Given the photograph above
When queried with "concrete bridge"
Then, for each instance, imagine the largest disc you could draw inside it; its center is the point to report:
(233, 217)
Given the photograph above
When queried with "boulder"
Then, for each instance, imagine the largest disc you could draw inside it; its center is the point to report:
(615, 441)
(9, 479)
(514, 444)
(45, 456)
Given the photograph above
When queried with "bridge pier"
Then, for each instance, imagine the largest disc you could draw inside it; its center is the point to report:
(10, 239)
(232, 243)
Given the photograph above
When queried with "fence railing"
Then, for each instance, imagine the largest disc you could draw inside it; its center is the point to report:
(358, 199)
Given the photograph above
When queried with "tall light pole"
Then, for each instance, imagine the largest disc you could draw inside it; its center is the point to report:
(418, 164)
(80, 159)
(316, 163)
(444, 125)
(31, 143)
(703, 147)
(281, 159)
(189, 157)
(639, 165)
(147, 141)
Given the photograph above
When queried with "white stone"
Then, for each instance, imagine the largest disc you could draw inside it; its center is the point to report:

---

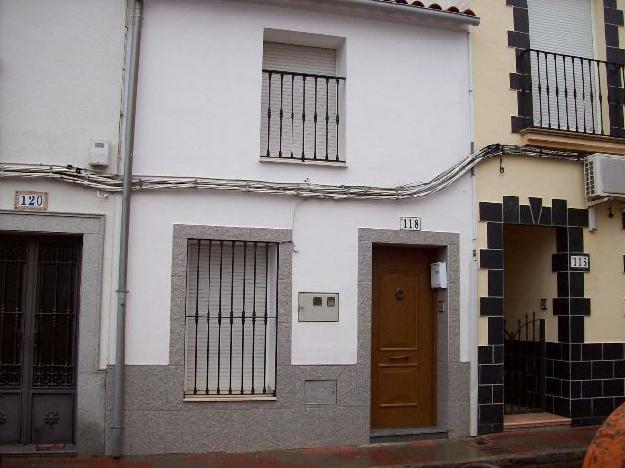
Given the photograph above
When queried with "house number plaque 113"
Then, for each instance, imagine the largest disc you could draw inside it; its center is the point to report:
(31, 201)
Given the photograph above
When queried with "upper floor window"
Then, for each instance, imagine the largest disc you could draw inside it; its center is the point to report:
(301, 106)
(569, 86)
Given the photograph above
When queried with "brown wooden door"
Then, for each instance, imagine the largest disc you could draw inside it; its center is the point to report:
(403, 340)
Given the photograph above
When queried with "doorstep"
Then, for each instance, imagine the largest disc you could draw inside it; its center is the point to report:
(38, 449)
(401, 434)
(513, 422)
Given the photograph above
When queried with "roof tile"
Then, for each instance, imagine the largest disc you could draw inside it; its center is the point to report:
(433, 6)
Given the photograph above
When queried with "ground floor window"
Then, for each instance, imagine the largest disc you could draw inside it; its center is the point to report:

---

DESCRIPTION OF THE TASK: For the records above, state how many lines contain the string "bridge", with no added text.

THE COMPLETED TASK: 2